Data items
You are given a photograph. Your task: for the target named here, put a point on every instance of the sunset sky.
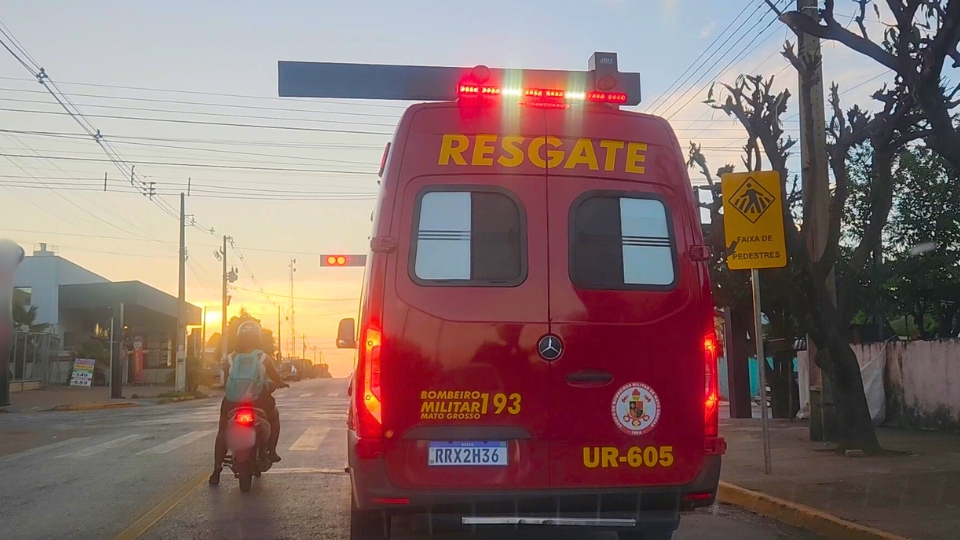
(187, 91)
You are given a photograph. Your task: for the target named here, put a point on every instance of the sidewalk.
(916, 495)
(60, 396)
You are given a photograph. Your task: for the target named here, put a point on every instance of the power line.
(203, 123)
(206, 194)
(209, 104)
(673, 85)
(215, 94)
(223, 142)
(307, 298)
(667, 105)
(198, 165)
(214, 114)
(134, 157)
(61, 98)
(730, 63)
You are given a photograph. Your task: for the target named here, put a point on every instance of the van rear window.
(621, 241)
(468, 236)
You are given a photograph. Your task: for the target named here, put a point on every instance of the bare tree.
(924, 36)
(754, 103)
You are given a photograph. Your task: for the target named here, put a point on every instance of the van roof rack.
(438, 83)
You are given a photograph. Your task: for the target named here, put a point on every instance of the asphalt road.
(141, 473)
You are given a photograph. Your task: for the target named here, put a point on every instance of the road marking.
(305, 470)
(310, 440)
(44, 448)
(173, 444)
(92, 450)
(142, 525)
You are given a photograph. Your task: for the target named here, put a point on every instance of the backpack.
(247, 377)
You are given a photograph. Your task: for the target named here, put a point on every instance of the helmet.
(249, 328)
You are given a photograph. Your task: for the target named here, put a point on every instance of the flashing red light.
(544, 93)
(477, 90)
(245, 417)
(711, 400)
(606, 97)
(553, 97)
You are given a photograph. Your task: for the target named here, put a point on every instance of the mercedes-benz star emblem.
(550, 347)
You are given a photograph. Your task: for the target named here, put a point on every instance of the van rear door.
(465, 393)
(626, 392)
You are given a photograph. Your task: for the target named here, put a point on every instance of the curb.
(94, 406)
(798, 515)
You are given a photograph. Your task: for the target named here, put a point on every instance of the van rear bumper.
(372, 490)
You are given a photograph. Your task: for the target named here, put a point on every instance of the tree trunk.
(856, 426)
(834, 355)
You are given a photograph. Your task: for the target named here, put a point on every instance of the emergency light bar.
(603, 83)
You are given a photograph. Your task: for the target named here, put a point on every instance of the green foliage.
(920, 291)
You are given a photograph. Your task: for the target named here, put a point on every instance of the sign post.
(83, 369)
(753, 230)
(11, 255)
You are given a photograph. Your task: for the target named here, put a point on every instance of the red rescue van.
(536, 340)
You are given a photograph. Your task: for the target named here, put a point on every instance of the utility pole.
(223, 303)
(203, 334)
(816, 194)
(180, 344)
(279, 342)
(293, 323)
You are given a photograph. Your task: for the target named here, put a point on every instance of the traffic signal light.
(343, 260)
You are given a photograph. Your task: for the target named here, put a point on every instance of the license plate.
(467, 453)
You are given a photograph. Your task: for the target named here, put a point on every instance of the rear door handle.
(589, 377)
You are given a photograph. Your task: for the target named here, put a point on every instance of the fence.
(35, 359)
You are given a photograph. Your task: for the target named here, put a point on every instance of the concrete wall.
(44, 272)
(921, 382)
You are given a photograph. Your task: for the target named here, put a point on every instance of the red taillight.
(370, 408)
(711, 392)
(245, 417)
(607, 97)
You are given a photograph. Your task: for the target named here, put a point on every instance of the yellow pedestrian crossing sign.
(753, 220)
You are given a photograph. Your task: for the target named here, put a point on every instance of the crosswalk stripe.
(44, 448)
(173, 444)
(310, 440)
(96, 449)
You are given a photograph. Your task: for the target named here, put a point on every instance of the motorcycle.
(247, 436)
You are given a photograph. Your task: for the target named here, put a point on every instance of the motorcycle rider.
(250, 383)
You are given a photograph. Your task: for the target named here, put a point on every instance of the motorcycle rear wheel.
(245, 473)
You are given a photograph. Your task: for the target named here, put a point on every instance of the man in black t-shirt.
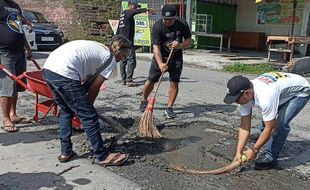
(169, 32)
(126, 28)
(12, 56)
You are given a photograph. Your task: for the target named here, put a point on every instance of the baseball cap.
(134, 2)
(169, 11)
(235, 87)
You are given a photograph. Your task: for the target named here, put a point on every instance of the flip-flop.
(112, 163)
(22, 120)
(67, 158)
(13, 129)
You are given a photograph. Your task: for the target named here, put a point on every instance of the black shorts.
(174, 70)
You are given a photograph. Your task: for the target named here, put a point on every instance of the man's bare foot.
(8, 126)
(114, 159)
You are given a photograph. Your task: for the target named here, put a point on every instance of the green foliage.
(93, 15)
(247, 68)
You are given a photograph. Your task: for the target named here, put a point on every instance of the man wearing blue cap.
(168, 32)
(280, 96)
(126, 28)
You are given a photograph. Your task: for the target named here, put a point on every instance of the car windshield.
(36, 17)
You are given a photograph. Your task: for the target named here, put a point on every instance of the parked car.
(41, 33)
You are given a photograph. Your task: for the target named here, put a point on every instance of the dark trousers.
(130, 63)
(72, 98)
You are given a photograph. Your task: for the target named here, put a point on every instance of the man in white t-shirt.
(280, 96)
(66, 71)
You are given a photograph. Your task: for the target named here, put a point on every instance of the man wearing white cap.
(280, 96)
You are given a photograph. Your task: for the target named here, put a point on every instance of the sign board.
(142, 26)
(114, 25)
(279, 12)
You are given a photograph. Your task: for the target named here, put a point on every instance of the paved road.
(28, 159)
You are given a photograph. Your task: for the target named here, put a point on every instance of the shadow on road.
(17, 180)
(199, 109)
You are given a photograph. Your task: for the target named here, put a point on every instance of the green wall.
(224, 20)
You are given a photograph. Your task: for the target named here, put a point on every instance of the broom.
(147, 127)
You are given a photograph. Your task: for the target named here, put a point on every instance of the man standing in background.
(126, 28)
(169, 32)
(12, 56)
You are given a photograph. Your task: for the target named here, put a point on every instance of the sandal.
(64, 159)
(114, 159)
(9, 129)
(21, 120)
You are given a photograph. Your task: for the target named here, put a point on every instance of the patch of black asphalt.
(196, 145)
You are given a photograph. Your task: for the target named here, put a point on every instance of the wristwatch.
(255, 150)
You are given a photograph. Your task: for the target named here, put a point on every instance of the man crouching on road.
(280, 96)
(90, 63)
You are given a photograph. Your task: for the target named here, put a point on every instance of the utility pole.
(294, 13)
(189, 12)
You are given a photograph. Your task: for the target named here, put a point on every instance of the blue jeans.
(72, 98)
(130, 63)
(286, 113)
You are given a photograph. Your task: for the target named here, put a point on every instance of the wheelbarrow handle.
(17, 79)
(35, 63)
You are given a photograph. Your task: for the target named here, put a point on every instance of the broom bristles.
(147, 127)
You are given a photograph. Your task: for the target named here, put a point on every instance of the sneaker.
(170, 113)
(143, 105)
(265, 163)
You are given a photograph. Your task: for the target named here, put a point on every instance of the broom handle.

▶ **ASSIGNMENT**:
Repeat the data above exactly, leaving out any pictures it holds.

▶ **EXERCISE RESPONSE**:
You are given a photograph. Your task: for the target named here, put a point on every instance of the sunset sky.
(187, 91)
You are given a photograph. Your task: for the target named here, put a point on every instance of the sidewalk.
(916, 495)
(60, 396)
You are given a photograph. Your task: for the target named here, put a point on every instance of the power line.
(203, 123)
(206, 194)
(209, 104)
(673, 85)
(215, 94)
(223, 142)
(307, 298)
(667, 105)
(198, 165)
(214, 114)
(134, 157)
(61, 98)
(730, 63)
You are given a photograph. Your task: for the target named here, put a point on every instance of the van rear window.
(621, 241)
(468, 236)
You are given a photograph. Your task: for the target named here, put a point on every instance of the bare tree.
(924, 36)
(754, 103)
You are given a photograph. Your task: for the target named here, put a point on every instance of the van roof rack.
(438, 83)
You are given a photograph. Your task: for the target named here, put a point on every instance of the asphalt road.
(141, 473)
You are given a photograph. Your task: for the target named here, put a point on every instance of the road marking.
(305, 470)
(310, 440)
(44, 448)
(173, 444)
(92, 450)
(142, 525)
You are given a photograph. Your task: for the target named here, put a point on every instance of the backpack.
(247, 377)
You are given a photograph. Your task: for the target named here, put a point on every instance of the helmet.
(249, 328)
You are given a photograph. Your task: for the target named here, put a point on every instance of the flashing red light.
(544, 93)
(477, 90)
(245, 417)
(711, 400)
(606, 97)
(553, 97)
You are given a photograph. Your task: for the target named here, put a point on every instance of the mercedes-benz star emblem.
(550, 347)
You are given a photograph. Your task: for the target named here, put a point on every instance of the van rear door.
(465, 393)
(626, 392)
You are given a photograph. Your task: for the target named here, put a point on every instance of the curb.
(94, 406)
(798, 515)
You are given a photograph. Your task: for the target named here, put a point on every instance of the van rear bumper.
(372, 490)
You are given a photograph. Your task: for the target named here, put a point on every instance of the tree trunk.
(856, 426)
(834, 355)
You are given a photograph. Your task: for the target named here, put a point on every instance of the emergency light bar.
(603, 83)
You are given a photograph. Your task: for the target named here, put a point on every instance of the green foliage.
(920, 291)
You are given a photograph. Your task: for the target named here, put a point on every instance of the sign post.
(83, 369)
(753, 230)
(11, 255)
You are given a photograph. Your task: for the target named here, put a point on every instance of the red rescue van.
(536, 340)
You are given a photograph. Your task: for the target named here, put a point on every instance of the utility pole.
(223, 303)
(203, 334)
(816, 194)
(180, 344)
(279, 342)
(293, 323)
You are given a photograph. Your task: for the target named here, put a point on every instance of the traffic signal light.
(343, 260)
You are given a photograph. Your task: for the target named here, put a point on every instance of the license plate.
(467, 453)
You are given a photograph. Your task: for the target named here, put a point on every instance of the rear door handle.
(589, 377)
You are given a photograph. Your task: for the target named here, put a point on every instance of the fence.
(35, 359)
You are given a photograph. Your task: for the target named here, put a point on every instance of the concrete wall.
(44, 272)
(921, 382)
You are given a photograph. Your task: for the target named here, put a point on every instance of the red taillight.
(370, 408)
(711, 392)
(245, 417)
(607, 97)
You are given a photograph. Your task: for the target named here, put a point on every instance of the yellow pedestrian crossing sign.
(753, 220)
You are given a photograph. Your task: for the target named here, put a point on every instance of the crosswalk stripe.
(44, 448)
(173, 444)
(310, 440)
(96, 449)
You are given a photograph. Your task: for the target named here, put a point on every instance of the motorcycle.
(247, 436)
You are given a photograph. Your task: for the target named here, put a point on every instance of the motorcycle rider.
(250, 383)
You are given a photograph. Your task: for the target named here, put a point on every instance of the motorcycle rear wheel.
(245, 473)
You are given a photograph. Your task: for the target named here, put a point on every instance of the man in black t-shirt.
(169, 32)
(126, 28)
(12, 56)
You are given a photograph. Your task: for the target named here, put a point on every instance of the baseball cap.
(134, 2)
(169, 11)
(235, 87)
You are given a photograph. Your task: for the target named here, put a point on every instance of the flip-flop.
(112, 163)
(22, 120)
(67, 158)
(13, 129)
You are given a photograph. Your task: for the target named here, put a point on every instance of the black shorts.
(174, 70)
You are given a photograph. Your task: for the target named here, put a point on every instance of the man's bare foot.
(8, 126)
(114, 159)
You are given a photograph. Your task: for the target named here, put a point on every instance of the green foliage.
(93, 15)
(247, 68)
You are given a photograph. Your task: for the target named here, put a point on every instance of the man wearing blue cap.
(168, 32)
(280, 96)
(126, 28)
You are given a photograph. Your task: for the target named here, put a point on every instance of the car windshield.
(36, 17)
You are given a photograph. Your task: for the target named here, put a point on every instance of the parked car.
(41, 33)
You are given a photograph. Your task: for the target named here, put a point on every instance of the dark trousers.
(130, 63)
(72, 98)
You are given a photograph. Your task: for the target named here, put a point on every instance of the man in white t-shirt.
(280, 96)
(66, 71)
You are given a photograph. Your task: for the target named here, put a point on every instance of the man wearing white cap.
(280, 96)
You are given a photograph. Your task: for the target named here, put a point on every instance of the sign board.
(142, 26)
(114, 25)
(279, 12)
You are given a photograph. Your task: for the target named here, put a point on every instance of the paved road.
(28, 159)
You are given a photograph. Your task: for the target named here, put a point on every instance of the shadow on road.
(17, 180)
(199, 109)
You are given a photograph. Your task: for the target named here, put a point on every instance of the green wall.
(224, 20)
You are given a photograph. Your task: for the target named here, put a point on every instance of the broom.
(147, 127)
You are given a photograph. Your task: for the target named here, put a point on every instance of the man standing in background.
(126, 28)
(169, 32)
(12, 56)
You are given a photograph. Your task: for the target named here, put a point on every instance of the sandal.
(64, 159)
(114, 159)
(9, 129)
(21, 120)
You are given a photograph. Your task: for the target named here, put a point on every instance of the patch of black asphalt.
(196, 145)
You are given a photograph. Your task: for the target named here, put a point on every instance of the wristwatch.
(255, 150)
You are given a photograph. Your task: for the target named here, put a point on every instance of the man crouching on road.
(280, 96)
(90, 63)
You are given a photograph. Your task: for the target named here, put a point on every instance of the utility pole.
(294, 13)
(189, 12)
You are given a photograph. Your task: for the target named here, put a point on every instance of the blue jeans.
(72, 98)
(130, 63)
(286, 113)
You are given a photograph. Your task: for the target named here, put a point on every instance of the wheelbarrow handle.
(17, 79)
(35, 63)
You are given a photograph. Your task: for the target named here, put a point on every instance of the broom bristles.
(147, 127)
You are given a photograph. Your task: for the target named here, put a point on every instance of the sneaker.
(170, 113)
(143, 105)
(265, 163)
You are given a photograph. Your task: for the target named here, put a point on every instance of the broom handle.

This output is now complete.